* Begin Supplied entries *

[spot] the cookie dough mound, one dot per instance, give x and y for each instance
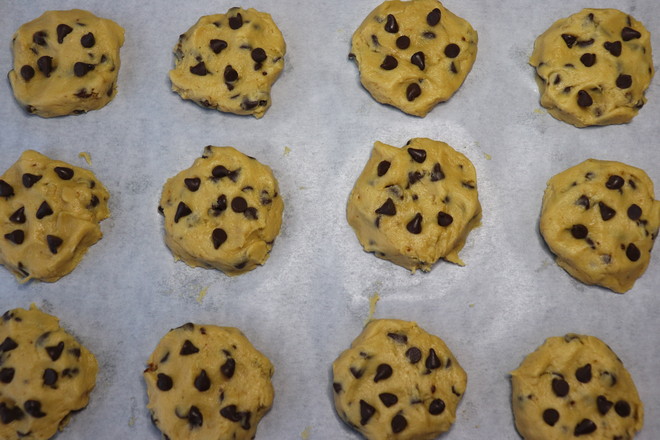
(49, 215)
(224, 212)
(593, 67)
(66, 62)
(208, 383)
(575, 386)
(229, 61)
(398, 382)
(600, 219)
(413, 54)
(44, 375)
(416, 204)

* End Supplied entries *

What you are asked to do — Please return every one of the lines above without any change, leaving out the pictures.

Complete response —
[spot] the cookie dough mound, one dot per instance, give x and y for each instance
(49, 215)
(224, 212)
(593, 67)
(66, 62)
(208, 383)
(575, 386)
(229, 61)
(398, 382)
(600, 219)
(413, 54)
(44, 375)
(416, 204)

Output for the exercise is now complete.